_TASK TO COMPLETE_
Copy the stretch of the data below from the line containing "of the bush" through the line containing "column 202, row 158", both included, keeping every character of each line unchanged.

** start **

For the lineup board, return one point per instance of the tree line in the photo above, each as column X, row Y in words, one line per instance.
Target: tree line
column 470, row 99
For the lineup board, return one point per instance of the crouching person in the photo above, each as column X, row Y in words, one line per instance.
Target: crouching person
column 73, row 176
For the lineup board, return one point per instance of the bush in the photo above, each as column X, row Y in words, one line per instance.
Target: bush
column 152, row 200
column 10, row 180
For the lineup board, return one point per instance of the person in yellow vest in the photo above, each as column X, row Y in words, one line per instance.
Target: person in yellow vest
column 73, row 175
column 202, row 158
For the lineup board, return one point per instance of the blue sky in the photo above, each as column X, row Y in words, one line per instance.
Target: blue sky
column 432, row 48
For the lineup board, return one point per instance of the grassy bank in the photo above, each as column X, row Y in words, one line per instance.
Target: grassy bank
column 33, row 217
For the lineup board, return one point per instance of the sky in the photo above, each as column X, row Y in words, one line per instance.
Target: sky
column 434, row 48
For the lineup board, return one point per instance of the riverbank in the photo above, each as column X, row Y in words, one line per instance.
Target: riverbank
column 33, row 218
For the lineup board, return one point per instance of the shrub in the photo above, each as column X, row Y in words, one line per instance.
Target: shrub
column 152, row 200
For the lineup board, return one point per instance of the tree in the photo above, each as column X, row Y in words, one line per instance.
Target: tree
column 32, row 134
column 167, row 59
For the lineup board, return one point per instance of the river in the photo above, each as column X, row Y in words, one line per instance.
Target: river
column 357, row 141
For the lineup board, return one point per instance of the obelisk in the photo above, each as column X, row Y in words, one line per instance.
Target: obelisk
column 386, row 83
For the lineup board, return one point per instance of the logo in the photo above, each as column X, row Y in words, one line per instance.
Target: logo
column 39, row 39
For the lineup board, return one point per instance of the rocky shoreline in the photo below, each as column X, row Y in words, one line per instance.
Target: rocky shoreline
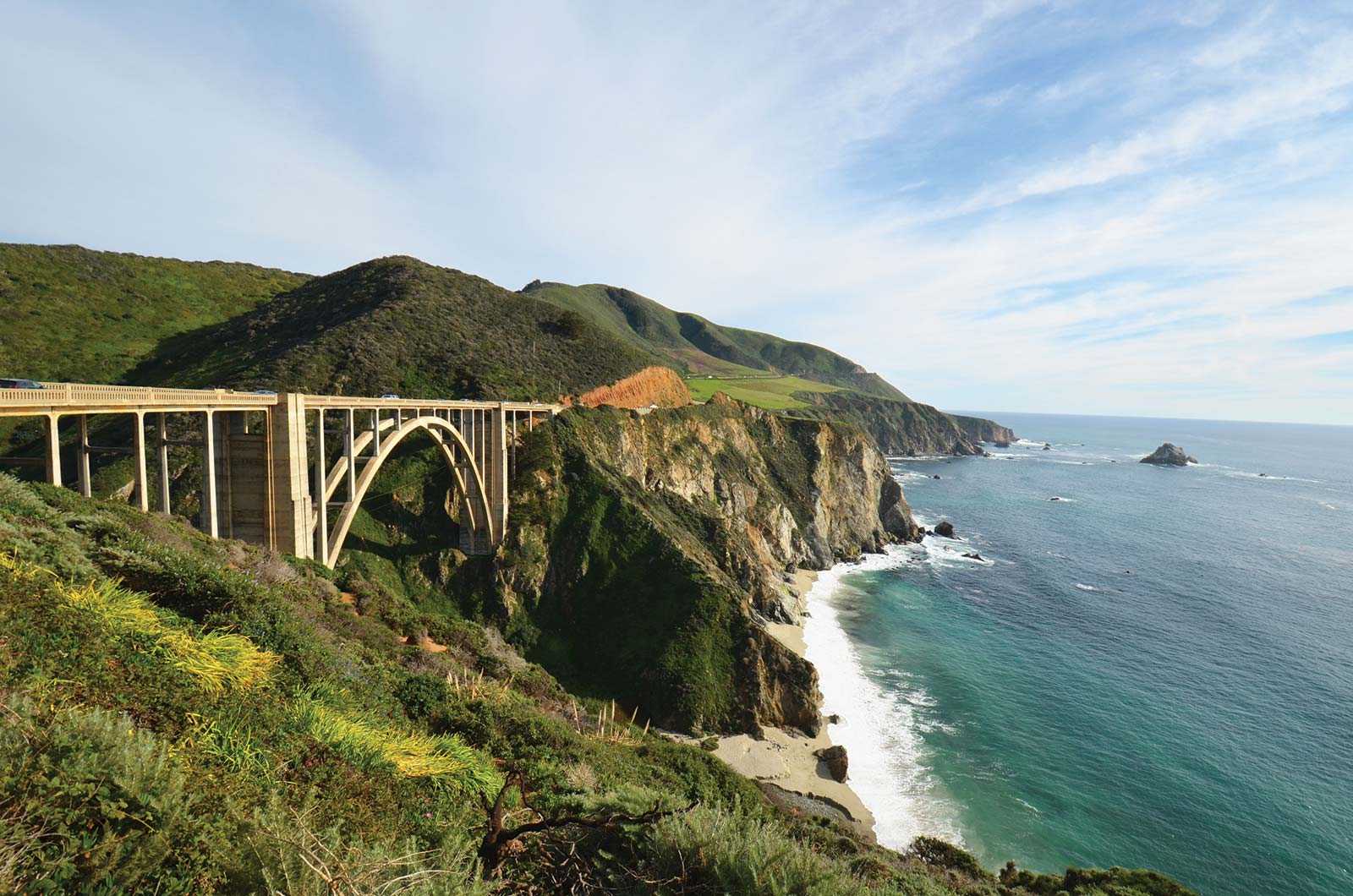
column 793, row 769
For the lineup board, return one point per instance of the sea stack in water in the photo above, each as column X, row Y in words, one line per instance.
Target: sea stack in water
column 1169, row 455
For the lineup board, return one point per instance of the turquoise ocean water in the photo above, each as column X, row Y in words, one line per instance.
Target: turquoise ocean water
column 1153, row 672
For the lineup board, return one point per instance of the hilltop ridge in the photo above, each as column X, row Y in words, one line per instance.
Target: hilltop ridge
column 696, row 346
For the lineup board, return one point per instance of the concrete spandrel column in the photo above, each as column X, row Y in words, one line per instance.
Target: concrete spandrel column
column 210, row 519
column 496, row 474
column 139, row 451
column 53, row 450
column 294, row 515
column 162, row 456
column 321, row 497
column 83, row 458
column 349, row 439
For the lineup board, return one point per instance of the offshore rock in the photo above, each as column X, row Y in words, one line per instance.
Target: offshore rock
column 1168, row 455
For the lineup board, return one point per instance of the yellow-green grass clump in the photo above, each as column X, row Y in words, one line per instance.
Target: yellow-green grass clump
column 365, row 740
column 216, row 661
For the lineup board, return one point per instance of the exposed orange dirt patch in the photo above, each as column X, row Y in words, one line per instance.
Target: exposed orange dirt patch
column 649, row 386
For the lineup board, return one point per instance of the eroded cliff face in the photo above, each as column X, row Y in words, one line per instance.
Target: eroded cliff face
column 907, row 428
column 669, row 538
column 649, row 386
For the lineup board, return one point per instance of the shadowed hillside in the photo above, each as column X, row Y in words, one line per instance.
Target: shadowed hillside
column 74, row 314
column 696, row 346
column 399, row 325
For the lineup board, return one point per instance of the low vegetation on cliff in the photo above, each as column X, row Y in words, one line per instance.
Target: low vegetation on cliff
column 194, row 716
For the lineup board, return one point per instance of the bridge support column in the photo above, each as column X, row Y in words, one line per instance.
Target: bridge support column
column 293, row 513
column 139, row 452
column 53, row 450
column 321, row 492
column 249, row 504
column 496, row 470
column 162, row 458
column 83, row 458
column 210, row 520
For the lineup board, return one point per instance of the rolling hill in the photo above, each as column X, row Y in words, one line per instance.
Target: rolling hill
column 399, row 325
column 694, row 346
column 81, row 315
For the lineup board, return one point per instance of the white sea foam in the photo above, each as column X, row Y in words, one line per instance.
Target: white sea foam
column 879, row 729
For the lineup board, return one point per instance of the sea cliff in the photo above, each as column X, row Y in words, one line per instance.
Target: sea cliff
column 906, row 428
column 669, row 539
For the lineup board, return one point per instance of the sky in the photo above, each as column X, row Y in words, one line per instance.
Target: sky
column 1005, row 205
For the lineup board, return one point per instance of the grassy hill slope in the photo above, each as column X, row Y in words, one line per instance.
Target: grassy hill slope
column 405, row 326
column 191, row 716
column 696, row 346
column 74, row 314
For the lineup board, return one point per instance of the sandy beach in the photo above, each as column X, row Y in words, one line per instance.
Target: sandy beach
column 785, row 757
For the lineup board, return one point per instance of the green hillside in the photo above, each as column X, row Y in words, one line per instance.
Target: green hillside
column 698, row 347
column 399, row 325
column 184, row 716
column 74, row 314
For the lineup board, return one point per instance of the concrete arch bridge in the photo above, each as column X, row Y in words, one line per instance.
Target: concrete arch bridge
column 288, row 472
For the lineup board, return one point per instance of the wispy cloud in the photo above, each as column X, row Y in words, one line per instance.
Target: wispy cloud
column 1033, row 206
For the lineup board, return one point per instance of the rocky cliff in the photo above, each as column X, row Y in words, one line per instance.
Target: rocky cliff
column 906, row 428
column 647, row 549
column 649, row 386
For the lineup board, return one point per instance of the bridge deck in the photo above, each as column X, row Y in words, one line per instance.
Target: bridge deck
column 85, row 398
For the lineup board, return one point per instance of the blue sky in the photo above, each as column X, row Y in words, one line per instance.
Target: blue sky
column 1079, row 207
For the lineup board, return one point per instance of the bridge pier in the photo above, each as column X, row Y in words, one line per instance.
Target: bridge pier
column 162, row 458
column 83, row 456
column 293, row 517
column 259, row 485
column 53, row 450
column 139, row 452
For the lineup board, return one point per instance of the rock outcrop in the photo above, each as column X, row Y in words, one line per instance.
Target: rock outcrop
column 836, row 761
column 1168, row 455
column 666, row 538
column 980, row 429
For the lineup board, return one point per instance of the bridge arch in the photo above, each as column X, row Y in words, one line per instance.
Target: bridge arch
column 468, row 479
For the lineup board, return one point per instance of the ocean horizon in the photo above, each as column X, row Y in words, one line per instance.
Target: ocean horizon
column 1116, row 664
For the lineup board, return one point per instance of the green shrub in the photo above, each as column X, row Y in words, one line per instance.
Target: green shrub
column 421, row 695
column 106, row 807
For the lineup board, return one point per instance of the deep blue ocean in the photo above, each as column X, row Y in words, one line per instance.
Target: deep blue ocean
column 1153, row 672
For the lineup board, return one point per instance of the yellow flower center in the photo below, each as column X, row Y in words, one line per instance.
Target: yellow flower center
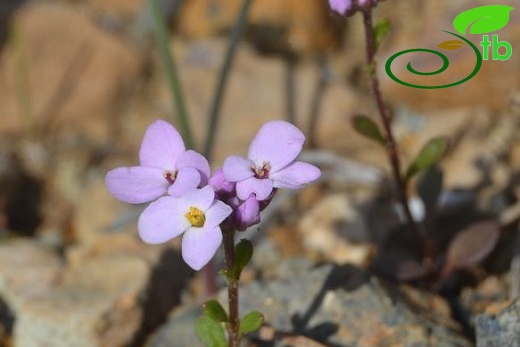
column 261, row 172
column 170, row 176
column 196, row 217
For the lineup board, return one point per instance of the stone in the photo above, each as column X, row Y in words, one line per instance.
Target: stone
column 501, row 329
column 332, row 305
column 70, row 95
column 335, row 229
column 41, row 268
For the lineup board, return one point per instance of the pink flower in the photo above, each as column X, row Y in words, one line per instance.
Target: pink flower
column 196, row 214
column 349, row 7
column 340, row 6
column 270, row 163
column 165, row 167
column 245, row 213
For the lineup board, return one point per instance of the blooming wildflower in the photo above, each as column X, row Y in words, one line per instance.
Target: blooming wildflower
column 270, row 163
column 196, row 214
column 165, row 167
column 349, row 7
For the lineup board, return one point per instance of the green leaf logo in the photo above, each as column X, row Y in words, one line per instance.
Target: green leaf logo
column 451, row 45
column 483, row 19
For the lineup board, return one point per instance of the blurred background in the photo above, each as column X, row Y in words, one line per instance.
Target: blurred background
column 80, row 80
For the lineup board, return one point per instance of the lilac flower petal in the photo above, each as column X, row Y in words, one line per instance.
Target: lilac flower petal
column 262, row 188
column 295, row 175
column 199, row 245
column 161, row 146
column 195, row 160
column 200, row 198
column 163, row 220
column 278, row 143
column 222, row 187
column 237, row 168
column 216, row 214
column 187, row 179
column 248, row 213
column 137, row 184
column 340, row 6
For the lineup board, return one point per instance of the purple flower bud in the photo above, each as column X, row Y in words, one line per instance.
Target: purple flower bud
column 247, row 213
column 222, row 187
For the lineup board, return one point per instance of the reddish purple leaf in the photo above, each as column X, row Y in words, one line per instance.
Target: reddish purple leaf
column 471, row 245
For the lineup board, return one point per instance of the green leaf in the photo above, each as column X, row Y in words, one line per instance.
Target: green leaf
column 483, row 19
column 215, row 311
column 367, row 127
column 210, row 332
column 429, row 155
column 381, row 30
column 451, row 45
column 243, row 254
column 429, row 188
column 251, row 322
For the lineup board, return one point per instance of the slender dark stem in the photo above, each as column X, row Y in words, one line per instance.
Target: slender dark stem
column 161, row 35
column 234, row 39
column 290, row 90
column 391, row 144
column 229, row 253
column 317, row 98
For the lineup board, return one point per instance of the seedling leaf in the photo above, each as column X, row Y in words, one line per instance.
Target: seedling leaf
column 251, row 322
column 215, row 311
column 243, row 254
column 429, row 155
column 368, row 128
column 210, row 332
column 483, row 19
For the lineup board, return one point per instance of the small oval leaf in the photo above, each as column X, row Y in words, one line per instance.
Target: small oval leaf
column 399, row 265
column 243, row 254
column 472, row 245
column 429, row 155
column 210, row 332
column 251, row 322
column 451, row 45
column 381, row 30
column 367, row 127
column 483, row 19
column 215, row 311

** end **

_REPLY_
For the lineup board, return one point per instance of the bush in the photo above, each as column X, row Y in words, one line per instance.
Target: bush
column 152, row 200
column 10, row 180
For the lineup board, return one point per instance of the person in yellow vest in the photo above, each as column X, row Y in words, one line per instance.
Target: person in yellow vest
column 73, row 175
column 202, row 158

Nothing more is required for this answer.